PAGE TEXT =
+===+

Irrawaddy dolphins eat fish and crustaceans and are rarely found by themselves. They are usually found in groups of around ten dolphins. These dolphins swim rather slowly while scouting for areas. They will raise their heads above the water and continue to swim around to familiarize themselves with their surroundings.

===Australian snubfin dolphin===
Australian snubfin dolphins are very similar to the Irrawaddy dolphins, however, while the bodies of Irrawaddy dolphins are two-colored, the bodies of Australian snubfins are three-colored. Australian snubfins can vary in color from a gray to a blue-gray. Their white underside, including the belly and genitals, helps in distinguishing them from the Irrawaddy dolphins. The Australian snubfins do not have a beak, but their necks, like the necks of Irrawaddy dolphins, are very flexible which leave creases or wrinkles behind their heads. Australian snubfins are shy and tend to stay away from boats. The skulls and fins of Australian snubfins also have slight variations from the Irrawaddy dolphins. Similar to the Irrawaddy, the Australian snubfins feed on fish and fish eggs, crustaceans, and cephalopods.

+===+

TRY IT = What is the exact wording of the dolphin text, starting with "Irrawaddy dolphins eat" and going on through "with their surroundings."? Set it down. This data has nothing to do with the work here.

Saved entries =
+===+

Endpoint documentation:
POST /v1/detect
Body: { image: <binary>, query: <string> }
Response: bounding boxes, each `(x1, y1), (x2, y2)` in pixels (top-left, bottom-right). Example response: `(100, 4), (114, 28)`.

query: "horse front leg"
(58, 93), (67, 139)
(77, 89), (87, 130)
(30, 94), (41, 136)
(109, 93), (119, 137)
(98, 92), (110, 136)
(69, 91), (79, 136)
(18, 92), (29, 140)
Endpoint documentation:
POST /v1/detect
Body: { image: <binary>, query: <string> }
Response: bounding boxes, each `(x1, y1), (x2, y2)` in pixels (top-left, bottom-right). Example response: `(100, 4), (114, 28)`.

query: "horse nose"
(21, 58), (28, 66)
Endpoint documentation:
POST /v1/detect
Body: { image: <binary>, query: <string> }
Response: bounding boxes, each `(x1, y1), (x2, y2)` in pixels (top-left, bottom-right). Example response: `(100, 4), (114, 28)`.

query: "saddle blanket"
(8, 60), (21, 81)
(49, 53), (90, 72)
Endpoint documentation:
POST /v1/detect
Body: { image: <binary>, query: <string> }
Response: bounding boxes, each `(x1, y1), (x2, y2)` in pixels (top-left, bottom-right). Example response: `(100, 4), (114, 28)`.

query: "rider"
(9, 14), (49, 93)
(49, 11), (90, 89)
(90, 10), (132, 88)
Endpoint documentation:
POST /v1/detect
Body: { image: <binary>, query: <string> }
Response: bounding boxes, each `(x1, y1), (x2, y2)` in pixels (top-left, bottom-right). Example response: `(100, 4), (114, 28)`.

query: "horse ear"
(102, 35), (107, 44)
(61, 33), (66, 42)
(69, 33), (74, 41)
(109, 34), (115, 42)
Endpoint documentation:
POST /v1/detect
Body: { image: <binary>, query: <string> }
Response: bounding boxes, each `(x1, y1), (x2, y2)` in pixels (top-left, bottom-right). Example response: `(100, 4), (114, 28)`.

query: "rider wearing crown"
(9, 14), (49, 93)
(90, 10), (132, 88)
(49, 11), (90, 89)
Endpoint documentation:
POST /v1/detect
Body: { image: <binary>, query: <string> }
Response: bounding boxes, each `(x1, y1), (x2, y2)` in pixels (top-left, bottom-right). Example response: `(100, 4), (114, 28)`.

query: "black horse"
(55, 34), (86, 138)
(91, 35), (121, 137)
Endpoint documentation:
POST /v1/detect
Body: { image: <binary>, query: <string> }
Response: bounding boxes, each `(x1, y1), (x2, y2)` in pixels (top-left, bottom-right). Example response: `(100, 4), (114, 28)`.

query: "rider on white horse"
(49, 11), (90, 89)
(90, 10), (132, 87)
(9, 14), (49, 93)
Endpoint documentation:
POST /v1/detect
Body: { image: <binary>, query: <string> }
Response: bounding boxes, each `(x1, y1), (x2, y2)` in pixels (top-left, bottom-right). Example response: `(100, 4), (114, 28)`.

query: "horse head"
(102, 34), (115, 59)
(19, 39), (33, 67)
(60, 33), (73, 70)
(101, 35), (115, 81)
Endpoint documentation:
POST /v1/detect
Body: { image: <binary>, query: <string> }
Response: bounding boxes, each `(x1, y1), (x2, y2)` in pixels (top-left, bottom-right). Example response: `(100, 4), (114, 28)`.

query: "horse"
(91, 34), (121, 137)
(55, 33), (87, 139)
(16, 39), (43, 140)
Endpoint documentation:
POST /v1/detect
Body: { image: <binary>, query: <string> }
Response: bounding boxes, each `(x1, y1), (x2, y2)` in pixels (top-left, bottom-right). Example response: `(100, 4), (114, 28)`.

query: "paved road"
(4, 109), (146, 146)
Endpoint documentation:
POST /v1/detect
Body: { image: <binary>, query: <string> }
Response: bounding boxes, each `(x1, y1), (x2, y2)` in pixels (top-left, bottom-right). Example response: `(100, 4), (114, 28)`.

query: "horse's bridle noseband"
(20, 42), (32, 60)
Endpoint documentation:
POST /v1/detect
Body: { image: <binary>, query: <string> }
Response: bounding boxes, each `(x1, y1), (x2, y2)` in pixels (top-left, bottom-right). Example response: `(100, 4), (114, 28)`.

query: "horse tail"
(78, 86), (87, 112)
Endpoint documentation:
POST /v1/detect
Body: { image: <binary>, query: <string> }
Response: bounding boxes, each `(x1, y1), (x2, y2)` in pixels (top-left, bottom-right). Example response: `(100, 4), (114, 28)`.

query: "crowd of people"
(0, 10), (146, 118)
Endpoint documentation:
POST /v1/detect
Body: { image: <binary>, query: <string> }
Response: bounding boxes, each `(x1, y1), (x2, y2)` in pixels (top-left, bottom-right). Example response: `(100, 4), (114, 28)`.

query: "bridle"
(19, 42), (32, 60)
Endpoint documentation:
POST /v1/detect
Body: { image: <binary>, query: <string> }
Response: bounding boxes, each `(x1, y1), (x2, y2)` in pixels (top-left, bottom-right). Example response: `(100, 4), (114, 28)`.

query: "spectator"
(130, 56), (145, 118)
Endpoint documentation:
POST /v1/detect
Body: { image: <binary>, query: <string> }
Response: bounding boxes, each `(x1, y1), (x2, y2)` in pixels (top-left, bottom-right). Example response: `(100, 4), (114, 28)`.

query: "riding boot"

+===+

SOLUTION FOR THIS PROBLEM =
Irrawaddy dolphins eat fish and crustaceans and are rarely found by themselves. They are usually found in groups of around ten dolphins. These dolphins swim rather slowly while scouting for areas. They will raise their heads above the water and continue to swim around to familiarize themselves with their surroundings.